» Supplied records
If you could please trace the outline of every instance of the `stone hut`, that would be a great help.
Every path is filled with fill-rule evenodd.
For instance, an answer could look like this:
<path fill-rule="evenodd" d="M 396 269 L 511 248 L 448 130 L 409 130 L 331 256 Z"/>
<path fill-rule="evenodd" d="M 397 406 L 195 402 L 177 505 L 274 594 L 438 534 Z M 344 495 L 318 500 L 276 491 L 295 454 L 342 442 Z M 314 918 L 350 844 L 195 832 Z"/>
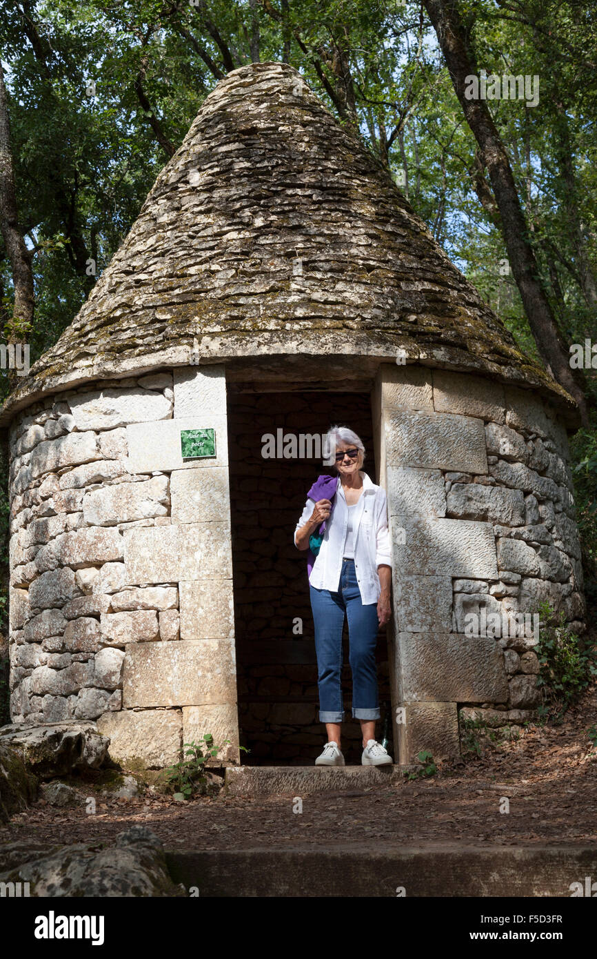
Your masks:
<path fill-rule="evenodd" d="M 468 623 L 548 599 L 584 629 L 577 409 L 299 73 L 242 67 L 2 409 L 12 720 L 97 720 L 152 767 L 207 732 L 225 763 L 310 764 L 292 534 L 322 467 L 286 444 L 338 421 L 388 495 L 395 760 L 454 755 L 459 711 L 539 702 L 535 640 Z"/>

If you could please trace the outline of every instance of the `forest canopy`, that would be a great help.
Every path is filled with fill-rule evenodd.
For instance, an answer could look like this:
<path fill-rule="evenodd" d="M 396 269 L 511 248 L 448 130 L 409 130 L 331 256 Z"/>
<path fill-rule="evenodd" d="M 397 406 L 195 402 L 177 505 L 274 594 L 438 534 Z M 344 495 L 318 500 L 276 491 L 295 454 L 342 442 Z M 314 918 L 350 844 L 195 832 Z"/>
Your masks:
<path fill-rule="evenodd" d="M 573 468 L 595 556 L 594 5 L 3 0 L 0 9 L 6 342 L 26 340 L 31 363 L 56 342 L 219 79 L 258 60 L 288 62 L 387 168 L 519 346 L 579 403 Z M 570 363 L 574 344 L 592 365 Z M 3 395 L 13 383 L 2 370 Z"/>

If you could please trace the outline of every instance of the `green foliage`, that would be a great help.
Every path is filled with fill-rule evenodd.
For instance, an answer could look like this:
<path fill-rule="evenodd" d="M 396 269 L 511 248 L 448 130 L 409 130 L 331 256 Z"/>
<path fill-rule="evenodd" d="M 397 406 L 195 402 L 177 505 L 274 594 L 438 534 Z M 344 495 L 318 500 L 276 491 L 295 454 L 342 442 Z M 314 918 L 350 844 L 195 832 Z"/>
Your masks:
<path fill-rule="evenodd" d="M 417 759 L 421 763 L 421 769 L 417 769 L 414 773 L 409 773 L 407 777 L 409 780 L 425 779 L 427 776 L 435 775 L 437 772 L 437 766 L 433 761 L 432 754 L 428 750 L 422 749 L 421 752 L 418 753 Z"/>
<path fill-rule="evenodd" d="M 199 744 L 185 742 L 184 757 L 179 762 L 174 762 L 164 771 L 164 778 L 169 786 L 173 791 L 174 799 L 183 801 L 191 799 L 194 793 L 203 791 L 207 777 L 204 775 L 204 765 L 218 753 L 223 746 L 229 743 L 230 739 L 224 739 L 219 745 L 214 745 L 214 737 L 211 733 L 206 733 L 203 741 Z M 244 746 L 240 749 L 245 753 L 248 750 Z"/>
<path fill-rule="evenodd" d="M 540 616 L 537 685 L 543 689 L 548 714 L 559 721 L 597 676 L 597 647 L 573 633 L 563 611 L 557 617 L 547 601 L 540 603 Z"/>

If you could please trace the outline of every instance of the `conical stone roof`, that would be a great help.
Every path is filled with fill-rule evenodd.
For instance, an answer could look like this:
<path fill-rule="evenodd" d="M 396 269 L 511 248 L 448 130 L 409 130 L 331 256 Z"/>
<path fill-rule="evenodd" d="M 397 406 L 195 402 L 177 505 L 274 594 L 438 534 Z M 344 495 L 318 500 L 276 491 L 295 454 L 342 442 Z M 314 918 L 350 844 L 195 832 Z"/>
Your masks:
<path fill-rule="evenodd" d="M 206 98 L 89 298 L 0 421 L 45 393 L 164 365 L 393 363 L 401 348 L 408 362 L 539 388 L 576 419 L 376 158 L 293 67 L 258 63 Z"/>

» Task to carry out
Rewrite the records from their start through the line containing "468 623 L 548", requests included, and shift every coordinate in the answer outlines by adding 136 to it. Leave the coordinates in the requests unchanged, and omit the pictures.

» Correct response
If you could please trace the outline of every instance of the `stone hut`, that would be a great help.
Every path is filled with fill-rule evenodd.
For instance, an answer could look like this:
<path fill-rule="evenodd" d="M 396 269 L 511 248 L 448 130 L 409 130 L 331 256 Z"/>
<path fill-rule="evenodd" d="M 397 406 L 195 402 L 177 505 L 274 594 L 438 534 Z M 344 495 L 318 500 L 276 491 L 295 454 L 342 442 Z M 314 918 L 350 844 L 195 832 Z"/>
Your masks:
<path fill-rule="evenodd" d="M 604 759 L 684 735 L 720 765 L 713 545 L 435 209 L 378 203 L 138 545 L 148 856 L 233 856 L 288 903 L 343 868 L 361 899 L 446 900 L 428 670 L 458 603 L 422 580 L 474 557 L 524 631 L 531 896 L 590 891 L 595 847 L 675 838 L 671 776 Z"/>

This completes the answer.